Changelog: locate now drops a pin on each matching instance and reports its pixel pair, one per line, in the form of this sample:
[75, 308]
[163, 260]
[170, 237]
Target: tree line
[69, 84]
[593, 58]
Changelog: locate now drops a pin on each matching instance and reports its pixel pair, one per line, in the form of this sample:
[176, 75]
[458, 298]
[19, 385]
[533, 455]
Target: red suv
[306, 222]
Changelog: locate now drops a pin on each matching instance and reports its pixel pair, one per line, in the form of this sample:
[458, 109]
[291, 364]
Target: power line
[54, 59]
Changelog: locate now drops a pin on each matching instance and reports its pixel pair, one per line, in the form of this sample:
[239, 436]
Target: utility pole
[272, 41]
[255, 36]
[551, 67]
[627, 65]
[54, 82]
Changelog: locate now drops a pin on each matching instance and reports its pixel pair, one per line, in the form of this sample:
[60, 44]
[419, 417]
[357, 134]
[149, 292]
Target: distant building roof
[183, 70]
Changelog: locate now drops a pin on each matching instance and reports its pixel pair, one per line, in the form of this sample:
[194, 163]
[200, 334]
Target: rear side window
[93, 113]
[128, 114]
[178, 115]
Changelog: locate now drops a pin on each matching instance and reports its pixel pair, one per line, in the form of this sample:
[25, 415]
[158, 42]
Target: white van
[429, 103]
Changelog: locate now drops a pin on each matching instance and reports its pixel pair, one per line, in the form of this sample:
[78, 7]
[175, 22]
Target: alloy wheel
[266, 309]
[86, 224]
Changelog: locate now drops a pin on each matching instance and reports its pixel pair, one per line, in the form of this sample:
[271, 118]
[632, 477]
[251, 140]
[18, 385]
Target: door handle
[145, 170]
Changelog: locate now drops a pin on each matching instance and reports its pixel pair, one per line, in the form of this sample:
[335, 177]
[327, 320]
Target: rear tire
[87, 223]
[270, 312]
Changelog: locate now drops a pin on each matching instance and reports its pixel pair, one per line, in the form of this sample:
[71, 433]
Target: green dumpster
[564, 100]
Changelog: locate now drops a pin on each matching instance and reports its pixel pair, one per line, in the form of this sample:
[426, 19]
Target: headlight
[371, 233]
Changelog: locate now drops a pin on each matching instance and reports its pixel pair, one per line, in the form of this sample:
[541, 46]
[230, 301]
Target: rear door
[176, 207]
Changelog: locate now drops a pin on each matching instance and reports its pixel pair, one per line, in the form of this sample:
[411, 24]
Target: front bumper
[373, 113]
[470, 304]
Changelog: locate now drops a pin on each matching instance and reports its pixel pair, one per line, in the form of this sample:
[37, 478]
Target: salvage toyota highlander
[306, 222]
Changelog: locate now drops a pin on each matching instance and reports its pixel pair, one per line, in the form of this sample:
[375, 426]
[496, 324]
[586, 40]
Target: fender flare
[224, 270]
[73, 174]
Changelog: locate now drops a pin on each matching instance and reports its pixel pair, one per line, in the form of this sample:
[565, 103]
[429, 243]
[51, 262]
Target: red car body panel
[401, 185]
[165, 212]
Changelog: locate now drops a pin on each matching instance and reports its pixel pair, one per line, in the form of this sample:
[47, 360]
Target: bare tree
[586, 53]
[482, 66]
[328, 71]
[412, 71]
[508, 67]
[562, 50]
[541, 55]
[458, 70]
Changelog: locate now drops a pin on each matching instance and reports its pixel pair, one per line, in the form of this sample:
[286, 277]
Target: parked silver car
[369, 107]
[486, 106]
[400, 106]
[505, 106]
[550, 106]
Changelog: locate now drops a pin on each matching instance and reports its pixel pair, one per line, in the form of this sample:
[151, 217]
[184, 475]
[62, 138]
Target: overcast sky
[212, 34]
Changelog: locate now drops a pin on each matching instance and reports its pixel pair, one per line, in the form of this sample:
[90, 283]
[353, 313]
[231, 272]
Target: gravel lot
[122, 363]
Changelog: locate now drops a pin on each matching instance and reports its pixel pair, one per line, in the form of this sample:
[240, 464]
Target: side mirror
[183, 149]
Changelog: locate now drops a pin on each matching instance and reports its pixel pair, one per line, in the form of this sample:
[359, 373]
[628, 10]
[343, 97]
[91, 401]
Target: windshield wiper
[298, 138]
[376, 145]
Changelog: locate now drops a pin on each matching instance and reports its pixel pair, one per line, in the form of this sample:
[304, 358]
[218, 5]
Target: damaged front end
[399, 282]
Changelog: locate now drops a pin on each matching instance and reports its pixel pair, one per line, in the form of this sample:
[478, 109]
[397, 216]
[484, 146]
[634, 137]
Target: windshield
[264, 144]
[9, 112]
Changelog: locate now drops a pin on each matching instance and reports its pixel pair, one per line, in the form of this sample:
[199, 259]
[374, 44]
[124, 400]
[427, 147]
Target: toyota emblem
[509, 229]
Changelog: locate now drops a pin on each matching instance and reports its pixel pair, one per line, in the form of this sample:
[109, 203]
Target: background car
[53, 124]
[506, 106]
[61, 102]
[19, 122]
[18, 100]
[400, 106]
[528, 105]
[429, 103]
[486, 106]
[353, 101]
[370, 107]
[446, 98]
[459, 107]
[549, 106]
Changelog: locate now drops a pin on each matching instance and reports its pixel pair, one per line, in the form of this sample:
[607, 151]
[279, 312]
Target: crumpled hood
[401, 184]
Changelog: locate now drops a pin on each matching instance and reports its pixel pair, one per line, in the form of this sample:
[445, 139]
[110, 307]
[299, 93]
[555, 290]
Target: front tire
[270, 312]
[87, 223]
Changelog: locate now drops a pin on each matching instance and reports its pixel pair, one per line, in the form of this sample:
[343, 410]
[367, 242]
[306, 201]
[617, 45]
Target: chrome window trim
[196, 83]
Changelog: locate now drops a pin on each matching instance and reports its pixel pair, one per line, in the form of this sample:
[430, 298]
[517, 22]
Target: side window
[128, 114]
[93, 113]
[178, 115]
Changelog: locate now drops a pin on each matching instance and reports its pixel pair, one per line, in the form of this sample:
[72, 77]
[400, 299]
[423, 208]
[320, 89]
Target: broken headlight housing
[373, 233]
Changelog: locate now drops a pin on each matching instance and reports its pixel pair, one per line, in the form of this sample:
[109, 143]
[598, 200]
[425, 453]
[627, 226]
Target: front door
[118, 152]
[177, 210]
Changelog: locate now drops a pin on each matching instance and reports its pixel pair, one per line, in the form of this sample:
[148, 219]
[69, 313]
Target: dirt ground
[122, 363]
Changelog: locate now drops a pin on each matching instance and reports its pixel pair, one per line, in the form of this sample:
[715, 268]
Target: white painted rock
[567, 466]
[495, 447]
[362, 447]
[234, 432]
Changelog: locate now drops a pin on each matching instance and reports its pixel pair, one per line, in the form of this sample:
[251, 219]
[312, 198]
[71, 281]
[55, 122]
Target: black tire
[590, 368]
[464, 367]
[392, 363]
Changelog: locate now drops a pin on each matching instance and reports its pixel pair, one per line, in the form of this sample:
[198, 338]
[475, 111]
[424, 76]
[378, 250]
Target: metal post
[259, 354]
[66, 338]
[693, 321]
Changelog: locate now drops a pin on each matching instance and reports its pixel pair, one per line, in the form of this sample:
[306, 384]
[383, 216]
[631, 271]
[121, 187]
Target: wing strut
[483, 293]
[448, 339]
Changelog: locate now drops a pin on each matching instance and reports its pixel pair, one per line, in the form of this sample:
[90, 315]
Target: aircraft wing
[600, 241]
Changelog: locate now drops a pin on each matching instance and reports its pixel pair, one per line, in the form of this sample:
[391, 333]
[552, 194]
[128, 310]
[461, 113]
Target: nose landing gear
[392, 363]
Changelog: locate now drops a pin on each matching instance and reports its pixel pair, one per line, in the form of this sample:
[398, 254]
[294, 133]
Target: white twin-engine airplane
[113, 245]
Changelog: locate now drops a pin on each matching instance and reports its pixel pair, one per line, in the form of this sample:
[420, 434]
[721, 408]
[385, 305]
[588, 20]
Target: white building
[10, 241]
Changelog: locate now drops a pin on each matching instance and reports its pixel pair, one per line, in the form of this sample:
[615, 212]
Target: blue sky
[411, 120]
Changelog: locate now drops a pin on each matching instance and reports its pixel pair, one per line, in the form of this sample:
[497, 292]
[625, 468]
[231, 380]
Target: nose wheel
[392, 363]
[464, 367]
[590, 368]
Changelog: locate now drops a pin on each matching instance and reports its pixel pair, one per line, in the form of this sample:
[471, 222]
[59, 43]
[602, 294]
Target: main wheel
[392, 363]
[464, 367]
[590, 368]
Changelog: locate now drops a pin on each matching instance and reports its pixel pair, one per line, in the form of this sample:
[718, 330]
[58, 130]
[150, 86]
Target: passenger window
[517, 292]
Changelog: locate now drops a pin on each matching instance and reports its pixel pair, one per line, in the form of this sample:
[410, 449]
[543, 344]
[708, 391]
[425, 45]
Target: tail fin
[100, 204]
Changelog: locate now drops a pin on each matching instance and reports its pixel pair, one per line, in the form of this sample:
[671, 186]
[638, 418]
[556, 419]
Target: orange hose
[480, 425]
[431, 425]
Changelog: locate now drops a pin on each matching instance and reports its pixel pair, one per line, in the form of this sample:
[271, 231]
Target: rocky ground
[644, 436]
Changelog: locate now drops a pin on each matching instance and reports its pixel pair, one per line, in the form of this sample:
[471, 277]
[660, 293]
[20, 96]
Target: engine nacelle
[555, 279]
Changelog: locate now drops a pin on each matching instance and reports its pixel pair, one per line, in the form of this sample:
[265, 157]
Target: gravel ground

-=-=-

◆ Requirement: Please pick out every line of the material above that contains the word "white", and copy each one.

◆ Written reply:
Target: white van
Target: white painted rock
Target: white twin-engine airplane
Target: white building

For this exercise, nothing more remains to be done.